TEXT BLOCK:
Director: Dennis Dugan, Screenwriter: Allan Loeb, Timothy Dowling, Starring: Adam Sandler, Jennifer Aniston, Nicole Kidman, Brooklyn Decker, Bailee Madison, Running time: 110 mins.
Throughout his career Adam Sandler has gotten away with some very bad behaviour thanks to his boyish charm. He makes a point of it in his latest comedy as Danny, a philandering plastic surgeon caught in his own elaborate web of deceit. His aim is to woo swimsuit model Brooklyn Decker (aka Mrs Andy Roddick), but it’s Jennifer Aniston as his homely assistant who represents his true match. She seems better equipped to tolerate the ridiculous plotting, juvenile temper and endless pooh jokes, but anyone else over 15 years old may find that patience wears thin.
You can measure the broadness of the comedy as proportionate to the huge prosthetic nose that Sandler wears at the start. Somehow, his bride-to-be fails to spot it as he peers around a door on the morning of the wedding and overhears her mocking him. After breaking it off (the wedding and the nose), Danny discovers that the wedding ring has another use, as a chick magnet. Unfortunately for Danny, it has the opposite effect on his latest crush Palmer (Decker) who refuses to date a married man. Rather than confess his pick-up technique, he announces his divorce and asks long-suffering assistant Katherine (Aniston) to pose as the ball and chain.

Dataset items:
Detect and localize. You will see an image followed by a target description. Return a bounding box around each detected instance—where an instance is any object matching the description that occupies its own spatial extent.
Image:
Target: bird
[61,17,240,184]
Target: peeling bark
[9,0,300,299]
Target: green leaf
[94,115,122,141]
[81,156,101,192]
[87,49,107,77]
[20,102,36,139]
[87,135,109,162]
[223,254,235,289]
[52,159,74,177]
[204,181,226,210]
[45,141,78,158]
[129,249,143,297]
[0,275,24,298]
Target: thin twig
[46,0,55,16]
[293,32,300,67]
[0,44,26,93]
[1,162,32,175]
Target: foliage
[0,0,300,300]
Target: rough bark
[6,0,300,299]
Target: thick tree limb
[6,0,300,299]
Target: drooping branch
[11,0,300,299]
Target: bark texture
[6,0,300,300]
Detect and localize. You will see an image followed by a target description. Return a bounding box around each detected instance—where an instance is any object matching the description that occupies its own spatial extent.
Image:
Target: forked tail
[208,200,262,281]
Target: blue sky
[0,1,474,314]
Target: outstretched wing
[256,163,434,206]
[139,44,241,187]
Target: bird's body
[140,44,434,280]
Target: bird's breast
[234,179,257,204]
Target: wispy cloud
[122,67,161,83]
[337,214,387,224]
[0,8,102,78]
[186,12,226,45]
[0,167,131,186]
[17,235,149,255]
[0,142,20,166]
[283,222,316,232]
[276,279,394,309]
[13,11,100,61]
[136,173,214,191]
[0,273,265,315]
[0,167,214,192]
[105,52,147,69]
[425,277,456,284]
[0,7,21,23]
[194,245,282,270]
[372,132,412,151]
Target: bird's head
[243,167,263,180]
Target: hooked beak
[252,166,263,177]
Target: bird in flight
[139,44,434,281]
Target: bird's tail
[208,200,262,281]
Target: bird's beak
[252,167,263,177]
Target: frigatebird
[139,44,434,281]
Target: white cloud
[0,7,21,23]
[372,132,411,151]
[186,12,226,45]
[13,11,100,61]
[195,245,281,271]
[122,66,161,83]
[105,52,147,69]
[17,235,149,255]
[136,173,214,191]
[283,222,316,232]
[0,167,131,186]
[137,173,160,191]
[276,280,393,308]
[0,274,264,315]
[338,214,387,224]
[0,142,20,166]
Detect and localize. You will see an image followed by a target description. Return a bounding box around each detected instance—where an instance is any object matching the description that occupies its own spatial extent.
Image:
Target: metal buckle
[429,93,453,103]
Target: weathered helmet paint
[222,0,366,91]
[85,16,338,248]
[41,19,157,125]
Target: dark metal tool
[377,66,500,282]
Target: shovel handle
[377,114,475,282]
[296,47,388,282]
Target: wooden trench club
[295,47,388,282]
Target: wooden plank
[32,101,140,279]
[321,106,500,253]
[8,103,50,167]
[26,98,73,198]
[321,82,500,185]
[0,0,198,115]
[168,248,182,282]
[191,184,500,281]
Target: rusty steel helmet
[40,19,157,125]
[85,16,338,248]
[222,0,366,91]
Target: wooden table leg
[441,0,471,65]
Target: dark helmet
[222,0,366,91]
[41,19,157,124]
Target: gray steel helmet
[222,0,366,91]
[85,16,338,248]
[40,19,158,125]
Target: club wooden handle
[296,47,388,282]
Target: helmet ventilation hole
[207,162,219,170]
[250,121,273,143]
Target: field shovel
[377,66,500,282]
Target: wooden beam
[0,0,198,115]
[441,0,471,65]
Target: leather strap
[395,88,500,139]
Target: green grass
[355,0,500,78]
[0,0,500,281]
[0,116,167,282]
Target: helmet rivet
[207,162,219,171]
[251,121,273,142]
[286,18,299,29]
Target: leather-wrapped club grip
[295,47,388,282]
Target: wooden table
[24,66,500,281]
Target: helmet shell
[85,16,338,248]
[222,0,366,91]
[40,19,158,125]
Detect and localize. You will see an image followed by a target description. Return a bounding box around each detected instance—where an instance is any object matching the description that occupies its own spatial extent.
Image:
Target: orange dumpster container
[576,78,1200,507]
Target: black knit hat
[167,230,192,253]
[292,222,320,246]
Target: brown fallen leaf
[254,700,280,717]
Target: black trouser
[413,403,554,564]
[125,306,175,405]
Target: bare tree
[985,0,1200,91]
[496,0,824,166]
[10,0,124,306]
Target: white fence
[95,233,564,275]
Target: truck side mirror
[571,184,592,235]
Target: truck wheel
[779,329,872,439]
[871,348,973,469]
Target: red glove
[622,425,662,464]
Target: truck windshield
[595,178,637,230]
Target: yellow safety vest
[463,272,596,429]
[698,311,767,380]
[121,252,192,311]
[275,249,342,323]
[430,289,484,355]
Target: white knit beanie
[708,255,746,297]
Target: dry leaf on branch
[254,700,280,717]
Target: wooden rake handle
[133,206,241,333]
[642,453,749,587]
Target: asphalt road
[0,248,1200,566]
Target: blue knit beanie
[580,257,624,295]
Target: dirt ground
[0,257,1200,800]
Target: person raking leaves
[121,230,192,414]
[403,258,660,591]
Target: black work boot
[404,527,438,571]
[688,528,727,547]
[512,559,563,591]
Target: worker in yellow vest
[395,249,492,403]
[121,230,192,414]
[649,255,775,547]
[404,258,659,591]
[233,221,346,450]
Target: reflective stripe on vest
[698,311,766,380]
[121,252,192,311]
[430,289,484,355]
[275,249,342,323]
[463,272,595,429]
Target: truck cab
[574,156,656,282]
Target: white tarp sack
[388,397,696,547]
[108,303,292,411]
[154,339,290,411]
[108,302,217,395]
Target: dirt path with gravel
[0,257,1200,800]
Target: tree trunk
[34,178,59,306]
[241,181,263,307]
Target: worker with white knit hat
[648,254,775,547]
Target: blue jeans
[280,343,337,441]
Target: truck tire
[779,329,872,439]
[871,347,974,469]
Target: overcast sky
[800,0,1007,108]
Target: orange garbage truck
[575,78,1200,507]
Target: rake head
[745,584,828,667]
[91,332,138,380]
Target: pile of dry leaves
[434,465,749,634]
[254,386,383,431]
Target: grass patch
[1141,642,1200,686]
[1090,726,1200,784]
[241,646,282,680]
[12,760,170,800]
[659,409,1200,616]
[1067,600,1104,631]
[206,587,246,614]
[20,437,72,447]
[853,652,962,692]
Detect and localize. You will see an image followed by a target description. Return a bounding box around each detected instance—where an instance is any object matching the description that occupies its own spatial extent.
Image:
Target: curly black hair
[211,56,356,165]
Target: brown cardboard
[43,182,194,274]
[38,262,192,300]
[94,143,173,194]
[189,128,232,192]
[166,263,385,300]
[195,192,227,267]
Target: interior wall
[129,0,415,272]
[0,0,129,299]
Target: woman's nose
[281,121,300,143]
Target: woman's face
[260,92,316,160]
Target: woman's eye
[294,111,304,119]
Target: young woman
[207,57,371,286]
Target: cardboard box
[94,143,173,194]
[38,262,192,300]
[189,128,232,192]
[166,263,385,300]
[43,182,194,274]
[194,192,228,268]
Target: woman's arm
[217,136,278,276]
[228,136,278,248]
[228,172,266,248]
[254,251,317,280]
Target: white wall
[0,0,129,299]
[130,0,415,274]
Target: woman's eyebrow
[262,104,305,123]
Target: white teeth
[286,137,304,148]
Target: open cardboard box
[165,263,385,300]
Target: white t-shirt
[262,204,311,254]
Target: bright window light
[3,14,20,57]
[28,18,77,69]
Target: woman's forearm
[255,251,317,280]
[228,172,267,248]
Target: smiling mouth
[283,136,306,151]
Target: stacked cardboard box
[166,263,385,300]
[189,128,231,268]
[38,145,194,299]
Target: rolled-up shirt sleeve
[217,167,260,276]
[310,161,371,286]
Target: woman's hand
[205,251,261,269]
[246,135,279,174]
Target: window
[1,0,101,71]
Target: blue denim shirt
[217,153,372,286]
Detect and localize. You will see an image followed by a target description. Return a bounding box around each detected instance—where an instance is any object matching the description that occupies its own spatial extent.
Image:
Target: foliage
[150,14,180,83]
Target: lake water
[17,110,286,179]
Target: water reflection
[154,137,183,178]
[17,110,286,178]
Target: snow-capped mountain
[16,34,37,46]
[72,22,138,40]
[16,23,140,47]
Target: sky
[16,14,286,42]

TASK OBJECTIVE:
Using only the film review, say whether each statement is true, and quote the words that decide it: (a) the film runs 110 minutes; (b) Danny works as a dentist; (c) Palmer will not date a married man. The dataset items play no part in these tasks.

YOUR SOLUTION:
(a) Yes: "Running time: 110 mins."
(b) No: "a philandering plastic surgeon"
(c) Yes: "who refuses to date a married man"